━━ Given data ━━

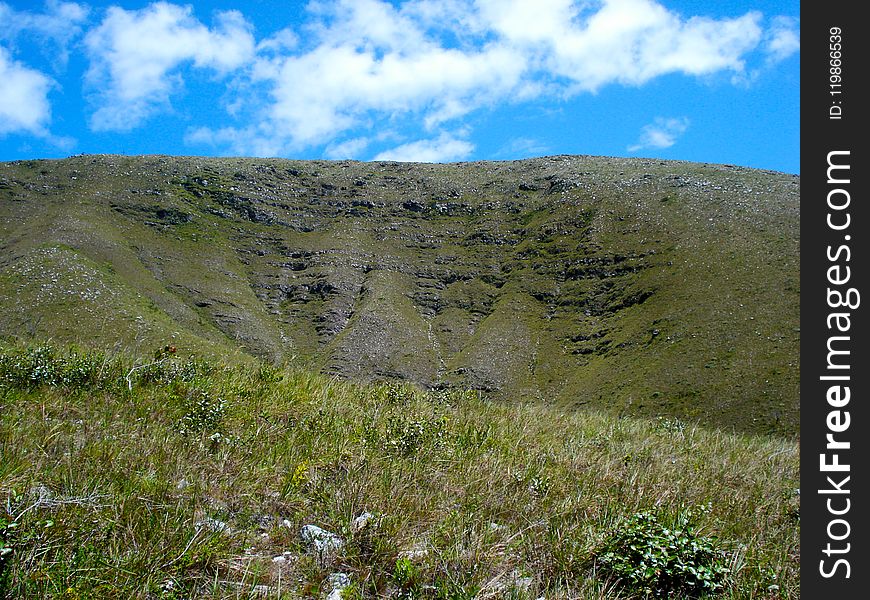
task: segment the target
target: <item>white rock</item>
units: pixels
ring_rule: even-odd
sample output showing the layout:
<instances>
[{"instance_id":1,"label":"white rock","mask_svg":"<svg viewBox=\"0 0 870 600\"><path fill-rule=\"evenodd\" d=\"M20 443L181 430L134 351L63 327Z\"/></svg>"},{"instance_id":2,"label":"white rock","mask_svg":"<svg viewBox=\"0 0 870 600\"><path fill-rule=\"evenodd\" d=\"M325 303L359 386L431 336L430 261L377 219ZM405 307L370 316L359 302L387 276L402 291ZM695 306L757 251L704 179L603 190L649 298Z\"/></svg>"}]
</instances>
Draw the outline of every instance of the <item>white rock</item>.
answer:
<instances>
[{"instance_id":1,"label":"white rock","mask_svg":"<svg viewBox=\"0 0 870 600\"><path fill-rule=\"evenodd\" d=\"M332 591L329 592L326 600L341 600L341 593L350 585L350 576L346 573L332 573L328 581Z\"/></svg>"},{"instance_id":2,"label":"white rock","mask_svg":"<svg viewBox=\"0 0 870 600\"><path fill-rule=\"evenodd\" d=\"M305 525L299 534L308 551L315 552L321 563L344 547L344 540L317 525Z\"/></svg>"},{"instance_id":3,"label":"white rock","mask_svg":"<svg viewBox=\"0 0 870 600\"><path fill-rule=\"evenodd\" d=\"M407 558L411 562L414 562L416 560L422 560L422 559L426 558L428 555L429 555L429 551L426 550L426 548L423 548L420 546L415 546L414 548L411 548L410 550L403 550L402 552L399 552L399 558Z\"/></svg>"},{"instance_id":4,"label":"white rock","mask_svg":"<svg viewBox=\"0 0 870 600\"><path fill-rule=\"evenodd\" d=\"M209 531L221 532L221 531L229 531L230 526L221 521L220 519L215 519L212 517L206 517L202 521L197 521L197 528L199 529L208 529Z\"/></svg>"},{"instance_id":5,"label":"white rock","mask_svg":"<svg viewBox=\"0 0 870 600\"><path fill-rule=\"evenodd\" d=\"M366 527L368 527L369 525L371 525L374 522L374 520L375 520L375 516L372 513L364 512L363 514L361 514L360 516L358 516L356 519L353 520L353 522L350 524L350 529L354 533L360 532L363 529L365 529Z\"/></svg>"}]
</instances>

━━━

Directions:
Retype exactly the lines of the data above that fall between the line with "ring_rule: even-odd" and the line with "Draw the outline", inclusive, and add nothing.

Response area:
ring_rule: even-odd
sample output showing the layout:
<instances>
[{"instance_id":1,"label":"white rock","mask_svg":"<svg viewBox=\"0 0 870 600\"><path fill-rule=\"evenodd\" d=\"M20 443L181 430L134 351L63 327Z\"/></svg>"},{"instance_id":2,"label":"white rock","mask_svg":"<svg viewBox=\"0 0 870 600\"><path fill-rule=\"evenodd\" d=\"M325 303L359 386L431 336L430 261L377 219ZM405 307L370 316L359 302L387 276L402 291ZM695 306L757 251L704 179L603 190L649 298Z\"/></svg>"}]
</instances>
Draw the outline of every instance of the <item>white rock</item>.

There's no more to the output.